PROBLEM DETAILS:
Write out every entry once more, character for character.

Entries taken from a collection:

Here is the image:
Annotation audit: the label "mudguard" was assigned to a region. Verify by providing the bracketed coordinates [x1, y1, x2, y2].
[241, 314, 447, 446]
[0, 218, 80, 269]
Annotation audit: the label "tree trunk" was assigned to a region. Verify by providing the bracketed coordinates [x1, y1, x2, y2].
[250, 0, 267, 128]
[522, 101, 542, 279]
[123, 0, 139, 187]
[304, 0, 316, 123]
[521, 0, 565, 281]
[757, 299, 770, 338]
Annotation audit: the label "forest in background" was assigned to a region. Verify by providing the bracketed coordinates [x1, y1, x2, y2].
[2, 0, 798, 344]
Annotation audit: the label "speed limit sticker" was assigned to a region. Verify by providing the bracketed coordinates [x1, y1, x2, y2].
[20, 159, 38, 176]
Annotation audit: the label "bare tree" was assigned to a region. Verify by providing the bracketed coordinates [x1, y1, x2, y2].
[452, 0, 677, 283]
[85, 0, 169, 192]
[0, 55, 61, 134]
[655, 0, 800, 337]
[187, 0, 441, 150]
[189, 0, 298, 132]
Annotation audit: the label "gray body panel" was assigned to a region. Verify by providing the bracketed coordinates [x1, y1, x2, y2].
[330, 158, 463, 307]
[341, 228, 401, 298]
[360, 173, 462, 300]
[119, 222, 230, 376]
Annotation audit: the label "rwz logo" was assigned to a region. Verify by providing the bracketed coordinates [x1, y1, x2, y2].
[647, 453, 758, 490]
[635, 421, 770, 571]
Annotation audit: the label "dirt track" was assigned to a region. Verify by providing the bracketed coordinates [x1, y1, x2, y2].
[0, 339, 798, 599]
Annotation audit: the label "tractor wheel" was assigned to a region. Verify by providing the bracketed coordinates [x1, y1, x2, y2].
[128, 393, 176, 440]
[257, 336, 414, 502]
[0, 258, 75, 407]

RESPONSE FOR THIS EXERCISE:
Here is the image:
Annotation audit: the label "mudguard" was assigned to a region. Verify by providing the bracketed coordinates [x1, y1, x2, y2].
[241, 314, 447, 446]
[0, 218, 80, 269]
Annotation audit: the label "tree trunk" was assigned to a region. Verify by providing the bracketed coordinates [x1, y1, x2, y2].
[250, 0, 267, 128]
[522, 101, 542, 279]
[123, 0, 139, 187]
[304, 0, 316, 123]
[521, 0, 565, 281]
[757, 299, 770, 338]
Annotation audit: the label "forest in background" was assigned to a region. Verify by providing the bracketed coordinates [x1, y1, x2, y2].
[2, 0, 798, 344]
Annotation audit: the label "speed limit sticker" was assigned to a region. Verify by providing the bracketed coordinates [x1, y1, x2, y2].
[20, 159, 38, 176]
Annotation audit: the label "bare tree" was assigned to a region. Verify by providing the bracketed coordinates [x1, y1, x2, y2].
[452, 0, 677, 283]
[85, 0, 169, 192]
[0, 55, 61, 134]
[655, 0, 800, 337]
[187, 0, 441, 150]
[189, 0, 298, 132]
Annotation audit: the label "gray body panel" was assigned to a region. Verify by providing the bracketed coordinates [x1, y1, x2, y2].
[330, 158, 463, 307]
[341, 228, 401, 298]
[360, 173, 462, 300]
[119, 222, 230, 376]
Annotation audit: the label "rwz logo" was assigned to a region. Verify by providing the bracketed coordinates [x1, y1, x2, y2].
[647, 453, 758, 490]
[635, 421, 770, 571]
Annotation audit: the label "dirt track" was assigned to a region. Verify by providing the bracketed coordinates [x1, y1, x2, y2].
[0, 339, 798, 599]
Annotation audit: the label "tractor wheel" was assigned to a region. Verify by providing the bracketed coordinates [x1, y1, x2, y2].
[128, 393, 176, 440]
[257, 336, 414, 502]
[0, 258, 75, 407]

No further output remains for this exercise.